Testo >>
==*==

"Microplastiche nei mari da depuratori Uk", allarme da una ricerca

Ambiente
Un depuratore delle acque in Francia (Getty Images)

Si chiamano Bio-Beads e sono dei piccoli pellet utilizzati dagli impianti britannici per filtrare componenti organici. Secondo uno studio, verrebbero rilasciati nelle acque aggravando il problema inquinamento. LO SPECIALE

Milioni di piccoli pellet di plastica utilizzati per la depurazione dei liquami fognari nel Regno Unito vengono riversati nei mari, con effetti devastanti per la salute delle nostre acque. È quanto denunciato in una ricerca della Cornish Plastic Pollution Coalition (Cppc). Queste particelle di plastica sferiche hanno un diametro di 3,5 millimetri e contribuiscono ad aggravare il problema dell'inquinamento marino (LO SPECIALE - Sky UN MARE DA SALVARE).

Microplastiche dannose

"Stiamo osservando ogni volta di più come le microplastiche prodotte dai consumatori nell'acqua di scarico abbiano un impatto negativo sull'ambiente", racconta al Guardian l'autrice del report, Claire Wallerstein. Le particelle prodotte dall'usura degli pneumatici o dalle fibre che vengono rilasciate durante i lavaggi dei tessuti sono tutti fattori ben noti che concorrono ad aggravare il problema della presenza di plastica nelle acque. Tuttavia, come riferisce l'autrice dello studio, il campo degli agenti inquinanti potrebbe allargarsi ulteriormente. La nuova ricerca condotta dalla Cppc avrebbe infatti dimostrato che anche "le microplastiche usate negli impianti di depurazione del Regno Unito contribuirebbero al problema". Secondo la Wallerstein una volta che queste sferette, note come Bio-Beads, vengono disperse nell'ambiente diventano difficili da individuare e pressoché impossibili da rimuovere. Le microplastiche, è stato dimostrato in precedenza, danneggiano la fauna marina e possono depositarsi nei tessuti dei pesci destinati all'alimentazione umana.

==*==

Estratti dei dati >>

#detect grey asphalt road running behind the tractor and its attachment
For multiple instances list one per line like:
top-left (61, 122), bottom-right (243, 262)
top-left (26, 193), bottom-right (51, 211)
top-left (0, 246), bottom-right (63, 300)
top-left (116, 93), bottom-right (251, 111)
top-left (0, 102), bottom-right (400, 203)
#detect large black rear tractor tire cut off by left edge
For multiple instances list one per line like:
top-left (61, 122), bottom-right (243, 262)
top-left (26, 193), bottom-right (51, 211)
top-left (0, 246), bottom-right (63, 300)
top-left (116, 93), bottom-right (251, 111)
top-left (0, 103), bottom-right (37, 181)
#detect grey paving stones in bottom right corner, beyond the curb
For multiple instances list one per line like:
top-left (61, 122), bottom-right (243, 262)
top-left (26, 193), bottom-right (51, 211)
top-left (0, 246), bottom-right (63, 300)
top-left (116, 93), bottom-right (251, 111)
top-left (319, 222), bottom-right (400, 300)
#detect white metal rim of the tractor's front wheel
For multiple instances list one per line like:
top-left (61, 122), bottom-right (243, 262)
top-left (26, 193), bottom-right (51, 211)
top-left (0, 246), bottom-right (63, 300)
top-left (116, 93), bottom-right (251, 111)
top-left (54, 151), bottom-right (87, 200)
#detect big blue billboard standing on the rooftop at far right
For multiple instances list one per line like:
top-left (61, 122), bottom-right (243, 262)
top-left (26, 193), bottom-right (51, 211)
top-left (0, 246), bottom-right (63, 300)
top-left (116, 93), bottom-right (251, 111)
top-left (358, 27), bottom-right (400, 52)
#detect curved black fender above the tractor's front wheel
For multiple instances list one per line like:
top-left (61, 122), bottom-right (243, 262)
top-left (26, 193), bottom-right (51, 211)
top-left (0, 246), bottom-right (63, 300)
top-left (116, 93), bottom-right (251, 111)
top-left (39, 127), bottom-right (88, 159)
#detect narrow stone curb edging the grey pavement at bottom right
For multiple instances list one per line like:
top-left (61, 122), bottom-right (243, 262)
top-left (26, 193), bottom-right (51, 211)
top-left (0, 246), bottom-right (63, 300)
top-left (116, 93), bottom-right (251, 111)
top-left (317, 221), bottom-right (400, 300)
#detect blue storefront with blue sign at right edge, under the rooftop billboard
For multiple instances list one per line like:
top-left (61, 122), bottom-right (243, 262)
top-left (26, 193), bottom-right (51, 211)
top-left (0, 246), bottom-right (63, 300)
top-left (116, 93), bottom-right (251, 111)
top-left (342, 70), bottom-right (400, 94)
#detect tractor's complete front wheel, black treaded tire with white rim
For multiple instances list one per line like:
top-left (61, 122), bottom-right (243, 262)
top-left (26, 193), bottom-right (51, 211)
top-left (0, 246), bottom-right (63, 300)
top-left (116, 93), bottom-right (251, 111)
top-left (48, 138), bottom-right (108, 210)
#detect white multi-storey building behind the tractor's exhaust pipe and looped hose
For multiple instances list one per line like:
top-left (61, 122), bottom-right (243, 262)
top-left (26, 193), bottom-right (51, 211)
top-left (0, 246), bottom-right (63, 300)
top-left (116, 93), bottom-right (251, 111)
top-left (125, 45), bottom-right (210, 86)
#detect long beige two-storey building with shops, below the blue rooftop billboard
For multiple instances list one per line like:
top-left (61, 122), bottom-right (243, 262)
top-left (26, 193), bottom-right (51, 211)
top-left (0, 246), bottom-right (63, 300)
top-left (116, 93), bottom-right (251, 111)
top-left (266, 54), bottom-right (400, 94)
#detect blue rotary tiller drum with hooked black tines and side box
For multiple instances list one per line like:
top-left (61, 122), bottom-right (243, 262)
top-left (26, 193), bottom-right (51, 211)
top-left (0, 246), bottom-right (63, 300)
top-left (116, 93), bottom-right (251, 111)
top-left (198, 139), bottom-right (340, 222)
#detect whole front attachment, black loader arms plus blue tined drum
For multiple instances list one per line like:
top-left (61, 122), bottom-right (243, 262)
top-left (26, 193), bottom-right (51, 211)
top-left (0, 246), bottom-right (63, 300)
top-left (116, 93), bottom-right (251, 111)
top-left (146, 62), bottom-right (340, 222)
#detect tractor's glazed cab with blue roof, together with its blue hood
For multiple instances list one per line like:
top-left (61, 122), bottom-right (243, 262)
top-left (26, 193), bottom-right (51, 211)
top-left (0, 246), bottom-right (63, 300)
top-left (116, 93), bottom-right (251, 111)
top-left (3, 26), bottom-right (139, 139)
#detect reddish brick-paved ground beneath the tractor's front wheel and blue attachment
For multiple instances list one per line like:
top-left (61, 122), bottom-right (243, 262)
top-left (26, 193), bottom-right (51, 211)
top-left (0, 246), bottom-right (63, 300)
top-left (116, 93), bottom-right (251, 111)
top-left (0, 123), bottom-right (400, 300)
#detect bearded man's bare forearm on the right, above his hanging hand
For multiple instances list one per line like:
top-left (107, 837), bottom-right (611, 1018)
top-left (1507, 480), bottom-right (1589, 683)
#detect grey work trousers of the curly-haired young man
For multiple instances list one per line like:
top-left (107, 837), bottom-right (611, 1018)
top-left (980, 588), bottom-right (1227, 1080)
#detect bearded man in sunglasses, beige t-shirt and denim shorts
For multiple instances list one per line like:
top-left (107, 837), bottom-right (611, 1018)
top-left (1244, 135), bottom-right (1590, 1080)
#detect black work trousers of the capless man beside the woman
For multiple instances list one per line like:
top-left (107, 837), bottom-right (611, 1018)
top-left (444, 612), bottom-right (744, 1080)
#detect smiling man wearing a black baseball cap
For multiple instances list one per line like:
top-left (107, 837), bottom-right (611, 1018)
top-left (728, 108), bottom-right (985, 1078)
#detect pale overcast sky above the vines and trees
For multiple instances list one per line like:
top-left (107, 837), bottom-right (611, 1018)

==*==

Azione richiesta A >> Nell'articolo sulle microplastiche, quanto misura il diametro delle particelle di plastica sferiche?
Azione richiesta B >> Trascrivi fedelmente il passo dell'articolo sulle microplastiche che comincia con "Milioni di piccoli" e termina con "MARE DA SALVARE).".

Risposta A >> 3,5 millimetri.

Risposta B >>
Milioni di piccoli pellet di plastica utilizzati per la depurazione dei liquami fognari nel Regno Unito vengono riversati nei mari, con effetti devastanti per la salute delle nostre acque. È quanto denunciato in una ricerca della Cornish Plastic Pollution Coalition (Cppc). Queste particelle di plastica sferiche hanno un diametro di 3,5 millimetri e contribuiscono ad aggravare il problema dell'inquinamento marino (LO SPECIALE - Sky UN MARE DA SALVARE).